==== Trecho do documento

Por Julian Rodrigues*
Alfredo Bosi constituía com Antonio Candido o cânone da teoria literária brasileira, mestres humanistas e socialistas que inspiraram gerações
Em 2017 foi-se o mestre dos magos: professor dos professores, sir Antonio Candido. Agora perdemos também Alfredo Bosi. Tenho certeza que um bando de gente boa por aí foi tomada por uma sensação de orfandade.
Aqui já aviso que não há qualquer intenção científica, o artigo é mesmo só para registrar meu testemunho subjetivo da influência intelectual – e diria até moral, do professor Alfredo Bosi.
Mineiro, iniciando o curso de Letras na Universidade Federal de Viçosa, no início dos anos 1990. História Concisa da Literatura Brasileira, editada pela Cultrix passou a ser meu livro de cabeceira. Peguei até o exemplar velhinho agora, para folhear, matar saudade, enquanto escrevo.
Tive a sorte e o privilégio de ser aluno de extraordinárias professoras e professores. Mas, uma brincadeira recorrente entre nós, alunos, era : um dia vamos pra USP ver uma aula do Alfredo Bosi (porque Antonio Candido já estava mais velhinho).
“O ser e o tempo na poesia” foi uma obra mais difícil de estudar, a despeito de menos extensa. Apreender as camadas dos textos, as sínteses formais-conteudísticas – um baita desafio. Entender o tanto de conhecimento que fundamentava cada análise do autor – aquele amálgama de filosofia, história, sociologia, estética, linguística, teoria literária, ensaio, intuição.
Erudição e elegância – ideias apresentadas de maneira sintética sem prepotência ou adornos inúteis. Um paradigma de como escrever.
Todavia, para nós graduandos entusiasmados, quase imberbes, um marco “epistemológico” foi mesmo poder ler o recém-lançado “Dialética da Colonização”. Que livro, senhoras e senhores, que livro!
Cada ensaio parecia organizar e dar sentido às nossas leituras sobre a formação histórica desse Brasil de meu deus e suas tentativas de produzir literatura.
Em uma linguagem talvez menos rígida, talvez ainda mais elegante, o professor meio que explica quase tudo.
Eu nunca tinha entendido direito o que foi esse Brasil colonial. E agradeço para toda vida Bosi ter desvendado definitivamente para mim a natureza nos liberais brasileiro.
Canônico o ensaio “A escravidão entre dois liberalismos”, um trechinho: “filtragem ideológica e contemporização, estas seriam as estratégias do nosso liberalismo intra-oligárquico em todo o período em que se construía o Estado nacional”.

========

- _Objetivo da tarefa_
Escreva a continuação do depoimento sobre Alfredo Bosi, começando logo após a última frase apresentada.

==== Dados coletados

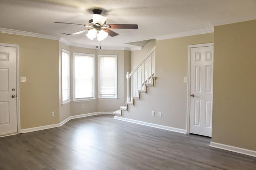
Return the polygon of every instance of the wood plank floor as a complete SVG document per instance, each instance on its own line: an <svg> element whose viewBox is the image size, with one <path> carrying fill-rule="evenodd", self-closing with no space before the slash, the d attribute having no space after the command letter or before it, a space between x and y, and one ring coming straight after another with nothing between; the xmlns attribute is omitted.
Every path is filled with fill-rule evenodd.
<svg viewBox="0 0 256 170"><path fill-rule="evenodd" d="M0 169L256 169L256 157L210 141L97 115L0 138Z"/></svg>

========

- _Resposta_
Nada mais atual. Nossos liberais limpinhos agora estão a filtrar os arroubos neofascistas de Bolsonaro para manter seus privilégios e a agenda de destruição das políticas sociais.
Possivelmente, considerando os critérios produtivistas dos lattes da vida de hoje, um livro monumental como esse pontuaria menos que um artiguete qualquer, que fosse escrito em inglês- publicado em alguma revista internacional cheia de estrelinhas (se bem que é pior ainda, na área de humanas, há menos ainda opções de revistas estreladas).
A reverência pelos mestres formadores – para além das memórias redivivas crava também lamento e apelo. Um desejo de voltar aos tempos da delicadeza, da ousadia, da coragem de estudar-explicar o mundo por inteiro.
Fico lembrando de tanta gente imensa: Sérgio Buarque de Holanda, Pagu, Caio Prado Júnior, Celso Furtado, Nise Silveira, Florestan Fernandes, Antonio Candido, Darcy Ribeiro, Nelson Werneck Sodré, Paulo Freire, Alfredo Bosi, Octávio Ianni, Lélia Gonzales.
Ao chorar pelo mestre Bosi e celebrar sua vida é inevitável sentir um gosto de vácuo amargo na boca. A universidade virou mesmo uma coleção de gente pesquisando coisas minúsculas para produzir industrialmente artigos irrelevantes?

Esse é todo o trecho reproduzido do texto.